#### Text passage
Bird species that have lost the ability to fly through evolution have become extinct more often than birds that have retained their ability to fly, according to new research from the University of Gothenburg.
Today, we know that human influence on the environment has caused large numbers of plants and animals to die out. Human impact has fundamentally changed ecosystems and, globally, has driven hundreds of animal species to extinction.
One of the consequences of this is that biological pattens have become distorted. This, in turn, means that researchers have a harder time interpreting current data on species diversity, i.e. variations of species within an ecosystem or area.
"Studying human-caused species extinction can influence our understanding of evolution and help us to better understand the loss of species not caused by chance," says Søren Faurby, senior author behind the new study and a researcher at the University of Gothenburg.
########
#### Extracted data
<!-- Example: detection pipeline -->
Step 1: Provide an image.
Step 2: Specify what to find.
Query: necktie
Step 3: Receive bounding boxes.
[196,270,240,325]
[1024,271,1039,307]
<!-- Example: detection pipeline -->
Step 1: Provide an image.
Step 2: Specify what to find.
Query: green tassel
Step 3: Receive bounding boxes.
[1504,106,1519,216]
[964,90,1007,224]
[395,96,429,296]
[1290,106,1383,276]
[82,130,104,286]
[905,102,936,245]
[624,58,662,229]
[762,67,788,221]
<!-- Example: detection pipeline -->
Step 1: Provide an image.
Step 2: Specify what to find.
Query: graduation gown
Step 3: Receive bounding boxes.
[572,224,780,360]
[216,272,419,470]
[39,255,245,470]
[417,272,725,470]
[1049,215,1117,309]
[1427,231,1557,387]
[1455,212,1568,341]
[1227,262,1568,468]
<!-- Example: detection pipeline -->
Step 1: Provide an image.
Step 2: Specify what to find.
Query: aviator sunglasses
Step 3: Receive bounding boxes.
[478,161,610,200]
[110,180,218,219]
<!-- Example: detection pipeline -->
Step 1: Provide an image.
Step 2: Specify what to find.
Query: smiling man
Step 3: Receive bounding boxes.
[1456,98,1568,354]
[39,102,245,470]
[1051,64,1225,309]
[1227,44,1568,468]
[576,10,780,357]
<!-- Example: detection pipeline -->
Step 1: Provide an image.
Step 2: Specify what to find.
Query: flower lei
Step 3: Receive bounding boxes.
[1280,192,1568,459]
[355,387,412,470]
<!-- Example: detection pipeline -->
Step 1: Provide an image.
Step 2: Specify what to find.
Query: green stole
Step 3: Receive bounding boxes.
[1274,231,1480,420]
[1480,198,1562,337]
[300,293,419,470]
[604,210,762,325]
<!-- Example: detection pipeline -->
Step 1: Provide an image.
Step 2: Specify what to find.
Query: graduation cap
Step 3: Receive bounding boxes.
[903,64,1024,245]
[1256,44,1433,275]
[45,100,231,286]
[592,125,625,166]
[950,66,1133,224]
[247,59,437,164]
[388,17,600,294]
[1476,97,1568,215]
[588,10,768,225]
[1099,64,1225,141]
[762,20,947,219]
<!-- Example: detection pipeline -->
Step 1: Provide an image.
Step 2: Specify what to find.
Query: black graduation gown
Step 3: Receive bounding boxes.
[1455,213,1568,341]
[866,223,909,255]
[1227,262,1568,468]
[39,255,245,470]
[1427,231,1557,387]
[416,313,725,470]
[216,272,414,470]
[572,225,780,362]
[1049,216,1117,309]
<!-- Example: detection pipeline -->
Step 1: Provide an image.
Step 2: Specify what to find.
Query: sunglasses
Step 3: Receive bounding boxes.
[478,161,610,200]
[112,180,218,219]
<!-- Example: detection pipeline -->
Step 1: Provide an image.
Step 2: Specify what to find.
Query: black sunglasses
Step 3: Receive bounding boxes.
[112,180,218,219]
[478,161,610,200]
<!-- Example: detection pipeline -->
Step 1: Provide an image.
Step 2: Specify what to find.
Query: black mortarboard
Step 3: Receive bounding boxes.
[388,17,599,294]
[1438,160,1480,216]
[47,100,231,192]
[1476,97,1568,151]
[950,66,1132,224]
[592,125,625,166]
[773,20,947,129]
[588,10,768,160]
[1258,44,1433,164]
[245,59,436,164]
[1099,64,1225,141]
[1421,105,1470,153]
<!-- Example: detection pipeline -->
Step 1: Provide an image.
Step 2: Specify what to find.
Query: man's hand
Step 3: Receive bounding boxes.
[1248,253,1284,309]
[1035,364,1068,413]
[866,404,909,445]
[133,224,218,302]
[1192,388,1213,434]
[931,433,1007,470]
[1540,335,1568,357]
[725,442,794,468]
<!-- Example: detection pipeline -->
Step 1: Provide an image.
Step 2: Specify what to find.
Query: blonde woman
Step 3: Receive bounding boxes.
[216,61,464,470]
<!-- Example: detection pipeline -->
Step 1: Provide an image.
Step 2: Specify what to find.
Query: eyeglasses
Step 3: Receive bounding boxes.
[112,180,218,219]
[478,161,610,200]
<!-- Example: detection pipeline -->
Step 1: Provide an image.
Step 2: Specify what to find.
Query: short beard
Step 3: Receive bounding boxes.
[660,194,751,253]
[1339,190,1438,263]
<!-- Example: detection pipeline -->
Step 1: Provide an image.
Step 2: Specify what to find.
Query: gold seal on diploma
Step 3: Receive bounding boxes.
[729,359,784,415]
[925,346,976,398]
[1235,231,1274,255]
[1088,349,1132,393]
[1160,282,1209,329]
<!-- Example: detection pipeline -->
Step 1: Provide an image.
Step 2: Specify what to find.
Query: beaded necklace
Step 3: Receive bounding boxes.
########
> _Your objective_
Could you write out, word for word, the part of the flightless-bird extinction passage that opens with the words containing "Bird species that" and closes with "species to extinction."?

> _Answer box_
Bird species that have lost the ability to fly through evolution have become extinct more often than birds that have retained their ability to fly, according to new research from the University of Gothenburg.
Today, we know that human influence on the environment has caused large numbers of plants and animals to die out. Human impact has fundamentally changed ecosystems and, globally, has driven hundreds of animal species to extinction.